* **TEXTE PROPOSÉ**

——

Textes :
Vous connaissez peut-être cette discussion des deux jumeaux encore dans le ventre de leur maman.
L’un demande à l’autre :
– Tu y crois, toi, à la vie après l’accouchement ?
– Bien sûr que j’y crois, répond le second. Il faut bien qu’il y ait quelque chose après l’accouchement. Il se pourrait que nous soyons ici en préparation pour ce que nous serons plus tard.
– Ridicule, reprend le premier. Il n’y a rien après l’accouchement ! Comment peut-on imaginer une vie hors du ventre ?
– Je n’en sais rien, mais je pense que, de l’autre côté, il y aura plus de lumière qu’ici. Peut-être que nous nous servirons de nos jambes pour marcher et de notre bouche pour manger. Peut-être même que nous aurons de nouveaux sens, dont nous n’avons aucune idée aujourd’hui.
– C’est absurde, réagit le premier. Marcher est impossible. Quant à se servir de notre bouche pour manger, ça n’a aucun sens ! Nous nous alimentons par le cordon ombilical et on n’a besoin de rien d’autre. Et puis, si on se déplaçait, le cordon ombilical ne serait jamais assez long. Non, pour être logique, il faut exclure la vie après l’accouchement.

——

* **DONNÉES FOURNIES**

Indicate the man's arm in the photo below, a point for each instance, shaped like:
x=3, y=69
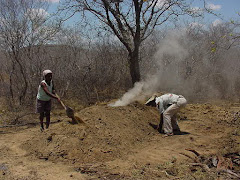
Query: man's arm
x=44, y=86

——

* **TÂCHE COURTE A**
Traduisez en anglais cette phrase du texte sur les deux jumeaux : « Il faut bien qu’il y ait quelque chose après l’accouchement. »
* **TÂCHE COURTE B**
Recopiez le passage du texte sur les deux jumeaux qui va de "L’un demande à" jusqu'à "du ventre ?".

* **RÉPONSE RÉDIGÉE A**
There has to be something after birth.

* **RÉPONSE RÉDIGÉE B**
L’un demande à l’autre :
– Tu y crois, toi, à la vie après l’accouchement ?
– Bien sûr que j’y crois, répond le second. Il faut bien qu’il y ait quelque chose après l’accouchement. Il se pourrait que nous soyons ici en préparation pour ce que nous serons plus tard.
– Ridicule, reprend le premier. Il n’y a rien après l’accouchement ! Comment peut-on imaginer une vie hors du ventre ?